TASK DESCRIPTION: Rewrite the lines below, starting at the line that contains "# point at: the blurred person" and ending at the line that contains "(1196, 530)". Keep each request unchanged, shift every coordinate by adding 27 to both of its numbers, and give only those lines.

╭─ RECORDS PROVIDED

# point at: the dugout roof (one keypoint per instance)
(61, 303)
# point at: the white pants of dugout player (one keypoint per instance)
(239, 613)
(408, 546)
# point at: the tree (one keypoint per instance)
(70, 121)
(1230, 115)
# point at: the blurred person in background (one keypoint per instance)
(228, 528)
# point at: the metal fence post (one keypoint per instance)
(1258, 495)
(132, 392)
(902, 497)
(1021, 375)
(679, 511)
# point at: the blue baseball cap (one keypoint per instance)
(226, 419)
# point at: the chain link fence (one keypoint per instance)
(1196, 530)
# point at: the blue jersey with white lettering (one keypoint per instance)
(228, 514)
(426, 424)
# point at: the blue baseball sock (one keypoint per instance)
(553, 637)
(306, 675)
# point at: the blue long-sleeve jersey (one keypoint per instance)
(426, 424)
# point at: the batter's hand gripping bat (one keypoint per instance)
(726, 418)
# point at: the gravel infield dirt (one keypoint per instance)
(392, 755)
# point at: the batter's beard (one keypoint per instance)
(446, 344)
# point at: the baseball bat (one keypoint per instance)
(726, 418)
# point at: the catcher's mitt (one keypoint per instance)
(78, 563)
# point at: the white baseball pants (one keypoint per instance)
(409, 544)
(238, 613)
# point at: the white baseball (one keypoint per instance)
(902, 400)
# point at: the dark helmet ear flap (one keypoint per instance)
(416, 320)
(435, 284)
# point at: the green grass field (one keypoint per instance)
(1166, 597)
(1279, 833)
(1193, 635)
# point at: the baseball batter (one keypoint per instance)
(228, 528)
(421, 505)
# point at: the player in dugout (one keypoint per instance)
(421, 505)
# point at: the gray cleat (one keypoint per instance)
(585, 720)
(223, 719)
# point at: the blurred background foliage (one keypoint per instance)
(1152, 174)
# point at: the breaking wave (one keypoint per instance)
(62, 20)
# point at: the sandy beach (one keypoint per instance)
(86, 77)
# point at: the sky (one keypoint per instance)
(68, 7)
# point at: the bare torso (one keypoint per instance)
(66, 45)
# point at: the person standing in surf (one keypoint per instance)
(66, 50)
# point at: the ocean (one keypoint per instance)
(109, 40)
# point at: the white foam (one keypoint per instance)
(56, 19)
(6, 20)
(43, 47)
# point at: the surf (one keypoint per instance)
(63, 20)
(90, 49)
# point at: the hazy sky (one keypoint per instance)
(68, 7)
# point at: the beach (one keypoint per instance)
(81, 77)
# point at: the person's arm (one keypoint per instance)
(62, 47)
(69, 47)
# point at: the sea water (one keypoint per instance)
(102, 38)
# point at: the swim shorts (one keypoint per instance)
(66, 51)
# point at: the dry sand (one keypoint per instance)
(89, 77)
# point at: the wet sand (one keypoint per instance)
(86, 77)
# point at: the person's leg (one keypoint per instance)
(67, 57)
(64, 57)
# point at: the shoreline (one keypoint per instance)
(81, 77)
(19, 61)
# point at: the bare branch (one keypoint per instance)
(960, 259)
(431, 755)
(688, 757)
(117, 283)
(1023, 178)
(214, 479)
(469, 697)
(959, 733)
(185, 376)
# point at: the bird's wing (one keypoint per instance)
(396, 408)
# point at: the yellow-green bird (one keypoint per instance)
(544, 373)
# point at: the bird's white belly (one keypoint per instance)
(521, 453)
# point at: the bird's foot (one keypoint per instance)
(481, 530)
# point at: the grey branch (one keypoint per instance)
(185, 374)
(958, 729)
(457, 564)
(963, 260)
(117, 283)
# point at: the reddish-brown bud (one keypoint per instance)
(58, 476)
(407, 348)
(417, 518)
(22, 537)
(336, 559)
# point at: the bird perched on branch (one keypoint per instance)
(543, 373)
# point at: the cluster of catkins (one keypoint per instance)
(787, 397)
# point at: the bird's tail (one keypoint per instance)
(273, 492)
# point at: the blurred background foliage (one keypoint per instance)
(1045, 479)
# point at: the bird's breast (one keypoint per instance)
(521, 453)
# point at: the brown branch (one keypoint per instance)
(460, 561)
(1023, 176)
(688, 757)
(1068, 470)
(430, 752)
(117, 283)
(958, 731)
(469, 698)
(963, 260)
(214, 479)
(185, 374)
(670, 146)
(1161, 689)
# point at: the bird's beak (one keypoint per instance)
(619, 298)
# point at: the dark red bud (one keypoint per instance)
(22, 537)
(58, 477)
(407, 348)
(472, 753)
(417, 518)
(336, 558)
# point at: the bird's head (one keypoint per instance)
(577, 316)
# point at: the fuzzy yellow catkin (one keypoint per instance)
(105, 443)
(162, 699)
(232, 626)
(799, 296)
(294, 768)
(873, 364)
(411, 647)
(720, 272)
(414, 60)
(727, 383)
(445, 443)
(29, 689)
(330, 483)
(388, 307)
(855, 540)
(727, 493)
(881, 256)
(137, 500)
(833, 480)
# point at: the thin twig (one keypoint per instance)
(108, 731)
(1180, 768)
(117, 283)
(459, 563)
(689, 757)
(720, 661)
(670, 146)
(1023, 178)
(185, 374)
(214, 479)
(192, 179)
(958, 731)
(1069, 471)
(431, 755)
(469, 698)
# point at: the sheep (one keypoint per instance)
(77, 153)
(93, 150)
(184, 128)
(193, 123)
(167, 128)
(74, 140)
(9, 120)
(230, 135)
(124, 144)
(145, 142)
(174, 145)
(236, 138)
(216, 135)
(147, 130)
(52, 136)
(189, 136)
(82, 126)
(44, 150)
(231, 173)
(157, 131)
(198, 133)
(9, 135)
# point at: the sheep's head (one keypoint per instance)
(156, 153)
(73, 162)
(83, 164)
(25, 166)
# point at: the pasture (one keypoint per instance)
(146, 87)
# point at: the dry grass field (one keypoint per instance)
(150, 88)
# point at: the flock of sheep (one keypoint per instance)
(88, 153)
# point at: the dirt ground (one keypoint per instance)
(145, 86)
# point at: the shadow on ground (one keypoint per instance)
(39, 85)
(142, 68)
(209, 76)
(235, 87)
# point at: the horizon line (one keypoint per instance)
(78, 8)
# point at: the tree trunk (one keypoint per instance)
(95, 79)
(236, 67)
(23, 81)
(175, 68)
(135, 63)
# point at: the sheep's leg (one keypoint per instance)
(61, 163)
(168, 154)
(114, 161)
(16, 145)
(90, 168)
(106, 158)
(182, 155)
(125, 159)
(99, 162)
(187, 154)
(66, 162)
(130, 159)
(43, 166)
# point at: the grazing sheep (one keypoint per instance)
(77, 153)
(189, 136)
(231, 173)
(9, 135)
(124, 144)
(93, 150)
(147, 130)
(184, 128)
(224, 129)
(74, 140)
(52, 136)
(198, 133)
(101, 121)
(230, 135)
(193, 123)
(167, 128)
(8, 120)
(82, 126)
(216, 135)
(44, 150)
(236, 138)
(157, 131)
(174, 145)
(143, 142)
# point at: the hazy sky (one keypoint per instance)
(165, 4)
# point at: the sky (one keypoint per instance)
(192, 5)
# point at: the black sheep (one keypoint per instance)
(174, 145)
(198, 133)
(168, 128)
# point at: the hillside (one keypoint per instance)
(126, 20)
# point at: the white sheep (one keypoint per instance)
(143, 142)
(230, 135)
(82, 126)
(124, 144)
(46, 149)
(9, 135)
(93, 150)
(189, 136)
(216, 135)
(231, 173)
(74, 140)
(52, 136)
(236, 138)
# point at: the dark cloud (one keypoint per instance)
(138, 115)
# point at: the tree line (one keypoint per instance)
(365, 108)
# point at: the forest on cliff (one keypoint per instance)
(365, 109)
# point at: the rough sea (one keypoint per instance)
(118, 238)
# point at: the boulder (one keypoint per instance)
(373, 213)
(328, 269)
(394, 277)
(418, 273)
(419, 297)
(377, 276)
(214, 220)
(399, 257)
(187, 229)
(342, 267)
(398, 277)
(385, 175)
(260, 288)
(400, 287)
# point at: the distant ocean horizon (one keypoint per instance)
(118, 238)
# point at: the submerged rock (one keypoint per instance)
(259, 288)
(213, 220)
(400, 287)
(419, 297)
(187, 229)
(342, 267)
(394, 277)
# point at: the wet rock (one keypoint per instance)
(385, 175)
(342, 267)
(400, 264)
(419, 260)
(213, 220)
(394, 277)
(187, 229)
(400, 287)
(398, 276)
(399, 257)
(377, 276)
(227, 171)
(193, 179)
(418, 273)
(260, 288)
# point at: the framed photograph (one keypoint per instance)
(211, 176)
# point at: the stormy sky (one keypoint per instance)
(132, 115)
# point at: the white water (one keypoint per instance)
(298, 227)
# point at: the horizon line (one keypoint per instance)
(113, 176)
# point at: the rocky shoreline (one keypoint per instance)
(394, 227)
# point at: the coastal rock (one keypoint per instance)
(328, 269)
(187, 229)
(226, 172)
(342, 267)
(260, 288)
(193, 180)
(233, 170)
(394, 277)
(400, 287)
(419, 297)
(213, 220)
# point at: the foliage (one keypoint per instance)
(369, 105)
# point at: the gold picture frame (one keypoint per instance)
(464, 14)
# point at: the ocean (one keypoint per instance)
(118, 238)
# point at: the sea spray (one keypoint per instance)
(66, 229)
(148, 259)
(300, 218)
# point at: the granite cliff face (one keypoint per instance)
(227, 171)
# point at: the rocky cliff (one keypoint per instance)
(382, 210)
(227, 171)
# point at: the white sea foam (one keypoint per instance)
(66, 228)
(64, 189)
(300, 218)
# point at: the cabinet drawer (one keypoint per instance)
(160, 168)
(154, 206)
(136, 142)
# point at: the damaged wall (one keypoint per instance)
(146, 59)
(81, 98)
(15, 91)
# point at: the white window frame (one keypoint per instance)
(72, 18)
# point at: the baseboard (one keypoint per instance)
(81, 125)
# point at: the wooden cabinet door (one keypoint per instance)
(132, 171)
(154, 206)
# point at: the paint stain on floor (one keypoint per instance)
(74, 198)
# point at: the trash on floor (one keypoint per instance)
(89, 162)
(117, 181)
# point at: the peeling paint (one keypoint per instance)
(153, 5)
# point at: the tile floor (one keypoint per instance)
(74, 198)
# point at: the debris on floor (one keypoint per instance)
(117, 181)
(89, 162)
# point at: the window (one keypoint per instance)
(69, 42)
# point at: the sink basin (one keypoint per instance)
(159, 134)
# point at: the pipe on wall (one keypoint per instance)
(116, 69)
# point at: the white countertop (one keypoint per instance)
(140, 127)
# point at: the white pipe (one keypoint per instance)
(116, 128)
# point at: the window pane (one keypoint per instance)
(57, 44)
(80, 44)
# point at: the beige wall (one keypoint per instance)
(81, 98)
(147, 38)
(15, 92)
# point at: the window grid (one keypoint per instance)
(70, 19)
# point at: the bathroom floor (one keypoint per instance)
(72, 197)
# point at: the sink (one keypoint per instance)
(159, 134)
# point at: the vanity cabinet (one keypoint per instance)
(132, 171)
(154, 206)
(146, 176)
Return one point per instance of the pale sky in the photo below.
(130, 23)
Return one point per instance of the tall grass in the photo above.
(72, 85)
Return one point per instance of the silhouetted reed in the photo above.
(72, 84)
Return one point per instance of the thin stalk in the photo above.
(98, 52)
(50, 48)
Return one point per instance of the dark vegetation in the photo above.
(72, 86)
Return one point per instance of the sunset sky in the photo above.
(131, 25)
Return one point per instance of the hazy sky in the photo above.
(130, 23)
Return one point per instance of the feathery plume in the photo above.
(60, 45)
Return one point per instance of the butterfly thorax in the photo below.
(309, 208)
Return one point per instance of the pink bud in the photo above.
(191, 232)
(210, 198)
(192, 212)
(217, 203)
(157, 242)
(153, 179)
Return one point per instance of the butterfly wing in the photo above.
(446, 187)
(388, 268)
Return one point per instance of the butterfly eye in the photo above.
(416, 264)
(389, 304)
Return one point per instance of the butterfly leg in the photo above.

╰─

TASK OUTPUT:
# point at: the blurred person in background (one keypoint per instance)
(255, 555)
# point at: the metal fence post (one keypoint per instance)
(1285, 522)
(159, 419)
(929, 524)
(1048, 402)
(706, 538)
# point at: the blue baseball cap (one keypoint per instance)
(253, 446)
# point at: the chain link fence (one keypoint per instance)
(1223, 557)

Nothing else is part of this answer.